Living in Electric Dreams

Posted on June 6th, 2012 by
   

Without precise energy consumption measurements, the cost and carbon savings reported by PC power management solutions can be wildly inaccurate. So, what drives an organization to adopt PC power management tools? Typically, it is the combined desire to reduce carbon footprint and generate cost savings across the business. Both of these goals are based on affecting the underlying energy consumption, so it is vitally important that you accurately measure energy consumption to have valid CO2 and cost savings numbers.

Calculate kWh accurately and the rest will follow

When reporting on consumption or savings, there are a number of key metrics an enterprise must be aware of. The three most critical are: the quantity of electricity used by its PCs, the cost of this electricity and finally, the CO2 emissions caused by the electricity its PCs are consuming.

To calculate how much electricity a fleet of corporate PCs is using, solutions that only use average consumption figures are not enough. For example, a low-energy PC might use as little as 25W while a high-performance workstation could use more than 300W. This is a considerable difference and makes the use of an average to calculate electricity consumption ill-advised and impractical not to mention inaccurate. To ensure accurate measurement, there must be an appreciation of the variable electricity consumption rates of different PC makes and models. This data should also be fed into the PC power management solution’s reporting console.

_____

Task instructions:
**a.** According to the PC power management post, how little electricity might a low-energy PC use?
**b.** Do these statements agree with the PC power management post? Answer yes or no for each and quote the words of the post that decide it.
(i) A high-performance workstation could use more than 300W.
(ii) The post recommends using an average to calculate electricity consumption.
(iii) The post is dated 2012.
**c.** Extend the PC power management post from its last sentence with one or two more paragraphs.
None of the data after this point is needed.

Data block:

_____

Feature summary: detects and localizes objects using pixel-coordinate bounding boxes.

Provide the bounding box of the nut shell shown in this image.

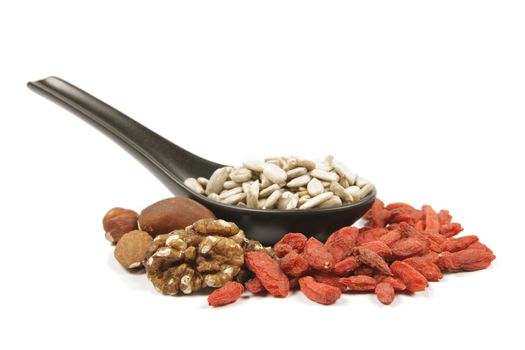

_____

Written responses:
**a.** As little as 25W.

**b.**
(i) Yes: "a high-performance workstation could use more than 300W"
(ii) No: "makes the use of an average to calculate electricity consumption ill-advised and impractical not to mention inaccurate"
(iii) Yes: "Posted on June 6th, 2012"

**c.**
The cost of PC energy usage is calculated by multiplying the amount of energy used (in kilowatt-hours (kWh) by the price per kWh (the electricity tariff). Take a global organization for example. Different office locations will source electricity from different utility providers, which will therefore have different electricity tariffs. A global organization’s PC power management solution must support multi-location tariff-based reporting where a combination of two or more tariffs (a day rate and a night rate for example) may apply. A U.S. branch office might pay 10 cents per kilowatt hour while at a Canadian office, the tariff is 30 cents. As with energy consumption, many PC power management solutions tend to work with average tariffs for reporting purposes. Should an organization need these reports to demonstrate compliance with legislation or for corporate sustainability objectives, average amounts simply won’t suffice.

The CO2 emissions caused by electricity use are based on a carbon emissions factor provided by the electricity utility, which takes into account the mix of methods that were used to produce the electricity (e.g., coal fired power stations usually emit more carbon per kWh of electricity produced than natural gas fired power stations or wind power). To calculate the CO2 emitted, an organization must multiply the kWh of electricity used by the carbon emissions factor (e.g., 1.329 lbs. CO2/kWh). As kWh forms the base of this calculation and of the total cost, it is vital to have an accurate measurement.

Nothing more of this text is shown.